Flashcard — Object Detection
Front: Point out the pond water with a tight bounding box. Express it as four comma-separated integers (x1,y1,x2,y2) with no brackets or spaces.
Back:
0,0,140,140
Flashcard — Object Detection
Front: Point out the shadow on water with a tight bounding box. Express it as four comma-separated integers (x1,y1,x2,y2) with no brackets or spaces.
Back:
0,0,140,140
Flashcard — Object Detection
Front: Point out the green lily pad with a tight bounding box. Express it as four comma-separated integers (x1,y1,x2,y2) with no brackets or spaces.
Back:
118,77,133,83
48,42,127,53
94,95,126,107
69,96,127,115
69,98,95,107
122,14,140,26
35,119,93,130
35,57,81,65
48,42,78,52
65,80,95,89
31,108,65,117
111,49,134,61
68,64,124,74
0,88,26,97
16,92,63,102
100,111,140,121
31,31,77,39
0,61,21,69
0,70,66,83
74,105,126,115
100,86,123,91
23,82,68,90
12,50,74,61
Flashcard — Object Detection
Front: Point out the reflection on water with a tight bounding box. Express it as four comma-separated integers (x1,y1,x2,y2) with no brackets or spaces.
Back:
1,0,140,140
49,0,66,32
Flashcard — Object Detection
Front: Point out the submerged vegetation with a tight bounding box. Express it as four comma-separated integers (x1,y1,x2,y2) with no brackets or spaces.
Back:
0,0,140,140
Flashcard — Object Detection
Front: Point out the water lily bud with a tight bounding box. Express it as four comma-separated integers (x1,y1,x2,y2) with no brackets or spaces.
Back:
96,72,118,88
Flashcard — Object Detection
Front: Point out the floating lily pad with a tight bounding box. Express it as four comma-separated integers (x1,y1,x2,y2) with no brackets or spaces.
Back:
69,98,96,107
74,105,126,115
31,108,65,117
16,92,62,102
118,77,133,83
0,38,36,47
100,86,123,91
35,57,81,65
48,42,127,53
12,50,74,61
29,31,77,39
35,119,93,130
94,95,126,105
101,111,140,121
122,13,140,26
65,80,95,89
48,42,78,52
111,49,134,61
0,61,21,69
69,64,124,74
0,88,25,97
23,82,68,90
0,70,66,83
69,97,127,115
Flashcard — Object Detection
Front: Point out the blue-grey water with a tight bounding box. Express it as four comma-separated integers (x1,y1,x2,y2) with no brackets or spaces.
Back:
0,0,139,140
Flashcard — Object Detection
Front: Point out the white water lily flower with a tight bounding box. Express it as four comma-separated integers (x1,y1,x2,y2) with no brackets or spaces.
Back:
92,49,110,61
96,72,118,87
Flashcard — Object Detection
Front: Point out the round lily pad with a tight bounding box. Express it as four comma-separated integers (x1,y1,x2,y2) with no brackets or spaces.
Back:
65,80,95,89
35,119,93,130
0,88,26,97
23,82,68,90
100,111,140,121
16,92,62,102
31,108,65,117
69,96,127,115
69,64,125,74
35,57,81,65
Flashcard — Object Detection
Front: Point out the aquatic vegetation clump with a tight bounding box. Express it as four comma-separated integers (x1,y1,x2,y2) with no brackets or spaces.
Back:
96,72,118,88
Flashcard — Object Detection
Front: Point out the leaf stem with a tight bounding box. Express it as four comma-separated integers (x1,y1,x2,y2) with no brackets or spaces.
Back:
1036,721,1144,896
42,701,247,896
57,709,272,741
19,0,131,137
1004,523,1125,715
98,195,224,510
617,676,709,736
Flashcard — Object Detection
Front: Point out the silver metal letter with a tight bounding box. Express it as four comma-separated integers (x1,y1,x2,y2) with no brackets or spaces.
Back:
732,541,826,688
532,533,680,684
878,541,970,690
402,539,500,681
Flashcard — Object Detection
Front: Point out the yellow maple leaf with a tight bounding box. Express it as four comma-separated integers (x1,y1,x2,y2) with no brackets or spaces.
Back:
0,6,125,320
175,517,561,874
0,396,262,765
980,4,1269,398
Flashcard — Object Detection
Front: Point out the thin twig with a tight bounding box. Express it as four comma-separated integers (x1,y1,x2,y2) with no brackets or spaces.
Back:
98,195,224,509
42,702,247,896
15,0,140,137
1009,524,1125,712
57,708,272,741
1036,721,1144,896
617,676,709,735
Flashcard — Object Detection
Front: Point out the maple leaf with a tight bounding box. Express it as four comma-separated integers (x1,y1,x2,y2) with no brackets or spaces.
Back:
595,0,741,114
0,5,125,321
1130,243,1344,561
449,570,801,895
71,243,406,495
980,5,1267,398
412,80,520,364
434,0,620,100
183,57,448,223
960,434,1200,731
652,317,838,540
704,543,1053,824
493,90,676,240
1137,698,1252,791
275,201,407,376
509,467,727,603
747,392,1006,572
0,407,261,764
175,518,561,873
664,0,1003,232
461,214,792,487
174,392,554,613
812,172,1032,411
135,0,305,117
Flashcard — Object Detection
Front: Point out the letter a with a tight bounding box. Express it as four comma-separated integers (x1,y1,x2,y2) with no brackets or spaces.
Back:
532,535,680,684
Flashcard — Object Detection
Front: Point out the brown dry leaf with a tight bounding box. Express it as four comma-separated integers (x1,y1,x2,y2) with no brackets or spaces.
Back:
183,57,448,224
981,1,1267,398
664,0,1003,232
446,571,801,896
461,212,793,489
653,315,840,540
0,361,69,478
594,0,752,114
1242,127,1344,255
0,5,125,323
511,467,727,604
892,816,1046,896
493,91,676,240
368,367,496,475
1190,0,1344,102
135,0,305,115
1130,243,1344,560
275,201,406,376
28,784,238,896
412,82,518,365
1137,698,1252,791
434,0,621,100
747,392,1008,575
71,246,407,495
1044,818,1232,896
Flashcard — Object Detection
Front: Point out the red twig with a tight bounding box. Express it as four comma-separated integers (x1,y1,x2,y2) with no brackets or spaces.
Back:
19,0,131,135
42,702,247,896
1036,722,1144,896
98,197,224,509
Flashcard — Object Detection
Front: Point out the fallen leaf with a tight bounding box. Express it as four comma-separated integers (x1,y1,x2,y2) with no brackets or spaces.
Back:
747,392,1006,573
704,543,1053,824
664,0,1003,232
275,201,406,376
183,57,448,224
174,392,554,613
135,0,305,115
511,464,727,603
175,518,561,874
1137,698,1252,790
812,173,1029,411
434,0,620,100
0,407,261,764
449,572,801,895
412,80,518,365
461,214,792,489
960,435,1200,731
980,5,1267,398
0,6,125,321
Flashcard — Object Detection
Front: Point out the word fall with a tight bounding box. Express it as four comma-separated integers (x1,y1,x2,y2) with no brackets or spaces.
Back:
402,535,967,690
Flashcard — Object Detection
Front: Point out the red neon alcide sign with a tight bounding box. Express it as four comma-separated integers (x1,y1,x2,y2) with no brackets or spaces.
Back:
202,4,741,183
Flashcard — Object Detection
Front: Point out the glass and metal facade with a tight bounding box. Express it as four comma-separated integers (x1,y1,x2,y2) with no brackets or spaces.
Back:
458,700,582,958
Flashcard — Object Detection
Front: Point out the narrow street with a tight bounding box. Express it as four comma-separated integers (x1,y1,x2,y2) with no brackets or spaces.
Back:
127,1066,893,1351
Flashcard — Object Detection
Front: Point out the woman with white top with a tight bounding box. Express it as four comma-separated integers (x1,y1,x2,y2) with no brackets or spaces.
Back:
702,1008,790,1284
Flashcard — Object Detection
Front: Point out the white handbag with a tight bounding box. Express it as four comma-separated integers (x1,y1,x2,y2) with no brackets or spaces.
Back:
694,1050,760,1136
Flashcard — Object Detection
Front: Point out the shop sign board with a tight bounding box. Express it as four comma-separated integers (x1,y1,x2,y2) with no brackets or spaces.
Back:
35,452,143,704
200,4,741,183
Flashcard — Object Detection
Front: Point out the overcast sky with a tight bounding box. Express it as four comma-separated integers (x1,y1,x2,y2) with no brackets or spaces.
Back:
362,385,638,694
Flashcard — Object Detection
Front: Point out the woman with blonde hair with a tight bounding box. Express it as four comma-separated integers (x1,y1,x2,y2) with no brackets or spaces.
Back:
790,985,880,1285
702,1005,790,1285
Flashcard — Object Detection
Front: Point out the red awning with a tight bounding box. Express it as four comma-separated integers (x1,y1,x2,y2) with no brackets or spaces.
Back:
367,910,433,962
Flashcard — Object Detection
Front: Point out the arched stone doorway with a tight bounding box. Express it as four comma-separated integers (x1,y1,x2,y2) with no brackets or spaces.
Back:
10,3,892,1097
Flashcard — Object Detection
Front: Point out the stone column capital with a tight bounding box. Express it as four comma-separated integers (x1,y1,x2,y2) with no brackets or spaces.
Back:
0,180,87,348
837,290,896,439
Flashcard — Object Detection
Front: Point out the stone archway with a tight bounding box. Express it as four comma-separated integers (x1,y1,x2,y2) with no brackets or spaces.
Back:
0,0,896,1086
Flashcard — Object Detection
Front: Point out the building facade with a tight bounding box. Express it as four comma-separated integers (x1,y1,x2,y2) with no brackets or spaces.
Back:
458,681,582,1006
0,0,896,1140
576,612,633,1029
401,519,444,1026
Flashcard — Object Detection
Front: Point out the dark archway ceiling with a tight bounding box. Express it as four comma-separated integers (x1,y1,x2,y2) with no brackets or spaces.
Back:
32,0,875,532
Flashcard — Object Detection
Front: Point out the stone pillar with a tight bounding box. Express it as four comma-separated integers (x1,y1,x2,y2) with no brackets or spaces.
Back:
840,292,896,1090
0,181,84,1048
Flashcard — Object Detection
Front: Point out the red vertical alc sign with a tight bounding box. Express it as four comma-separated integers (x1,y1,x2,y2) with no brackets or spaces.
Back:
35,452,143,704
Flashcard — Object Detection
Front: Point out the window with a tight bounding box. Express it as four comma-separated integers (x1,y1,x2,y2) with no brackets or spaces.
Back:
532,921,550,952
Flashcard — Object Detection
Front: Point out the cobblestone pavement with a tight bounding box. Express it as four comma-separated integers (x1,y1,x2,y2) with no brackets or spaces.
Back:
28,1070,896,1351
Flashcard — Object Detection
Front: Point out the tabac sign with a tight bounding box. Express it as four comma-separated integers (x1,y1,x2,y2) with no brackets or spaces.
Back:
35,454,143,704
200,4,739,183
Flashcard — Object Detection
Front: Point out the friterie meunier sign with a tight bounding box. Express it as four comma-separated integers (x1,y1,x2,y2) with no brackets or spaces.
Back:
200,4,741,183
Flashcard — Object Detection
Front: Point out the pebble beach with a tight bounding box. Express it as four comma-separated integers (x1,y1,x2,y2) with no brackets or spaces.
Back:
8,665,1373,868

§ **Stated exercise**:
Can you reproduce the lines from the very first one up to and including the line containing "0,0,139,140", swapping "Point out" for "Mark" and keeping everything else the same?

§ **Exercise answer**:
Flashcard — Object Detection
Front: Mark the pond water with a tight bounding box. Express it as four comma-separated integers (x1,y1,x2,y2) with no brackets or spaces.
Back:
0,0,140,140
Flashcard — Object Detection
Front: Mark the shadow on water with a tight bounding box. Express it as four comma-separated integers (x1,y1,x2,y2) with no brackets or spaces.
Back:
0,0,140,140
Flashcard — Object Detection
Front: Mark the green lily pad with a tight bounding box. Express it as four comma-separated integers (x1,y1,x2,y2) with no brackets or spaces.
Back:
118,77,133,83
48,42,127,53
94,95,126,107
69,96,127,115
69,98,95,107
122,14,140,26
35,119,93,130
35,57,81,65
48,42,78,52
65,80,95,89
31,108,65,117
111,49,134,61
68,64,124,74
0,88,26,97
16,92,63,102
100,111,140,121
31,31,77,39
0,61,21,69
0,70,66,83
74,105,126,115
100,86,123,91
23,82,68,90
12,50,74,61
Flashcard — Object Detection
Front: Mark the reflection on water with a tight bounding box. Express it as four comma-separated integers (x1,y1,x2,y2) with no brackets or spaces.
Back:
1,0,140,140
49,0,66,32
Flashcard — Object Detection
Front: Mark the submerged vegetation with a tight bounding box. Express it as four comma-separated integers (x1,y1,x2,y2) with no brackets or spaces.
Back:
0,0,140,140
Flashcard — Object Detection
Front: Mark the water lily bud with a tight bounding box. Express it as four comma-separated integers (x1,y1,x2,y2) with no brackets or spaces.
Back:
96,72,118,88
Flashcard — Object Detection
Front: Mark the floating lily pad with a tight bounding box. Express it as four comma-separated integers (x1,y1,x2,y2) with no brackets or spaces.
Back:
69,98,96,107
74,105,126,115
31,108,65,117
16,92,62,102
118,77,133,83
0,38,36,47
100,86,123,91
35,57,81,65
48,42,127,53
12,50,74,61
29,31,77,39
35,119,93,130
94,95,126,105
101,111,140,121
122,13,140,26
65,80,95,89
48,42,78,52
111,49,134,61
0,61,21,69
69,64,124,74
0,88,25,97
23,82,68,90
0,70,66,83
69,97,127,115
Flashcard — Object Detection
Front: Mark the blue-grey water with a tight bounding box. Express it as four comma-separated integers (x1,y1,x2,y2) with no brackets or spaces.
Back:
0,0,139,140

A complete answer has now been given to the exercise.